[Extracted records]
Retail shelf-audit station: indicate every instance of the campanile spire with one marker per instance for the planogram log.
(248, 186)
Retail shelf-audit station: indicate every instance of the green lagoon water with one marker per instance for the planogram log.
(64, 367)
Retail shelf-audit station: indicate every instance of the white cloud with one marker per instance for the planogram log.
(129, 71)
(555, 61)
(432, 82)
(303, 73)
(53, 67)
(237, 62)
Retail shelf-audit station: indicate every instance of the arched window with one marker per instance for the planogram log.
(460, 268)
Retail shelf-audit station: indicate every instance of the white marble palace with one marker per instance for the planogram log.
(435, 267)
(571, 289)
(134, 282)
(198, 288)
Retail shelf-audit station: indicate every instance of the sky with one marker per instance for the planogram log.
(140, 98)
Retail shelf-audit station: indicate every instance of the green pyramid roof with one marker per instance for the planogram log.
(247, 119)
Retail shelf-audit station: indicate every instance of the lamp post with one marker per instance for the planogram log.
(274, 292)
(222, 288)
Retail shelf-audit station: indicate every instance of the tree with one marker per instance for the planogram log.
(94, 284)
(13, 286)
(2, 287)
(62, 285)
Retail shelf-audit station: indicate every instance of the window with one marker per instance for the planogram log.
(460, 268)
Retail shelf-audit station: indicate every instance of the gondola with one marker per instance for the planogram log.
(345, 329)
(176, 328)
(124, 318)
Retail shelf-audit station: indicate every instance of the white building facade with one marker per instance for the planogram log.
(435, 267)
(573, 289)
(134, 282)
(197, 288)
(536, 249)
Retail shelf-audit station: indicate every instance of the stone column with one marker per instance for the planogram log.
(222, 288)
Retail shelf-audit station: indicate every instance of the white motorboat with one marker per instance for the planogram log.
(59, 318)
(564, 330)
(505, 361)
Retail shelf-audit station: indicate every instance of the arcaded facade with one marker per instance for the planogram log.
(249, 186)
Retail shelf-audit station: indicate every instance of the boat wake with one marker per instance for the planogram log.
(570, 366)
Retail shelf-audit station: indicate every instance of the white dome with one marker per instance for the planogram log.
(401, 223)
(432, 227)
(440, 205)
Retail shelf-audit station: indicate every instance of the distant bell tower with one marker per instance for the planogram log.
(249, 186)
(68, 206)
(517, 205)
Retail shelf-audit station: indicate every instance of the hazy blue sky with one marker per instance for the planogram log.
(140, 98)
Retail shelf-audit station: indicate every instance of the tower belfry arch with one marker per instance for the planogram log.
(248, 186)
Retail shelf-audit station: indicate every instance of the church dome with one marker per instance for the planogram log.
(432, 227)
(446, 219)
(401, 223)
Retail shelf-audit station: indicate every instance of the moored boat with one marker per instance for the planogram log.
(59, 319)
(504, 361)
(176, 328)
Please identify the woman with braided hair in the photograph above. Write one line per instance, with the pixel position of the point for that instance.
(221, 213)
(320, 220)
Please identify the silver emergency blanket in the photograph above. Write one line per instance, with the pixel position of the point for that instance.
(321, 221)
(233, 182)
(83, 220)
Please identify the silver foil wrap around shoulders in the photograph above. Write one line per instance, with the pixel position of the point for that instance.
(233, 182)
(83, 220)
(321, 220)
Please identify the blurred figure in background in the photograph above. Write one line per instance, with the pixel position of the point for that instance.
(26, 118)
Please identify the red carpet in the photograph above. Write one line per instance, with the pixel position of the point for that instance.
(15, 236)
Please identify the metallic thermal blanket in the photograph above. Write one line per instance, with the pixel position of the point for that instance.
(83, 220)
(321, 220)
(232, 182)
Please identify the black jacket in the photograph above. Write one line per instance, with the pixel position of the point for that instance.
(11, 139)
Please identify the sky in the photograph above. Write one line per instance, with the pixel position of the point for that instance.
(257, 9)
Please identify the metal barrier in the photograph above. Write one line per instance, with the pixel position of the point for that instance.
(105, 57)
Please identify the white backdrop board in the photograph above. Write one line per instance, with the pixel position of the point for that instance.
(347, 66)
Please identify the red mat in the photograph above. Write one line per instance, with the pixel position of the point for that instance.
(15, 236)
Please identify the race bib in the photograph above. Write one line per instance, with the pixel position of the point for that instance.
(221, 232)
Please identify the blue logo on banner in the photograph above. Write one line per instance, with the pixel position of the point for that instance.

== Problem description ==
Give the lines from the one containing "Please identify the silver foil" through the end of the entries again, exactly as written and with no other lines.

== Written answer ==
Please identify the silver foil wrap around shoulders in the photograph above. Write one line per instance, with the pixel position of the point for that instance.
(233, 182)
(83, 220)
(321, 220)
Please identify the blurred figure in background in the photograph above. Write one line per instance, with the pixel position of the point for that instance.
(26, 118)
Please identify the red carpet in the photograph above. Write one line per instance, with the pixel position of the point for that instance.
(15, 236)
Please identify the metallic thermal blanket in the photograph above. Write one line per instance, with the pixel position of the point for that instance.
(83, 220)
(321, 220)
(232, 182)
Please identify the black jacket in the photograph above. Write one line per instance, with the pixel position of the point for that instance.
(11, 139)
Please identify the sky in the photograph above. Write one line per instance, with the pixel position of the point for that instance.
(257, 9)
Please identify the metal barrier in the photograph above. Write one line per instance, with the pixel position of the point for that instance.
(105, 57)
Please identify the white backdrop board in the photograph above. Write one line per instance, with the pixel position of the point for that instance.
(347, 66)
Please identify the red mat in the photograph above. Write one line per instance, with the pixel position of the point for that instance.
(15, 236)
Please identify the race bib in the photograph above. Write one line per instance, with the pixel position of the point for that instance.
(221, 232)
Please identify the blue logo on banner in the photograph above. Write one line per instance, with the pixel position of the point for that instance.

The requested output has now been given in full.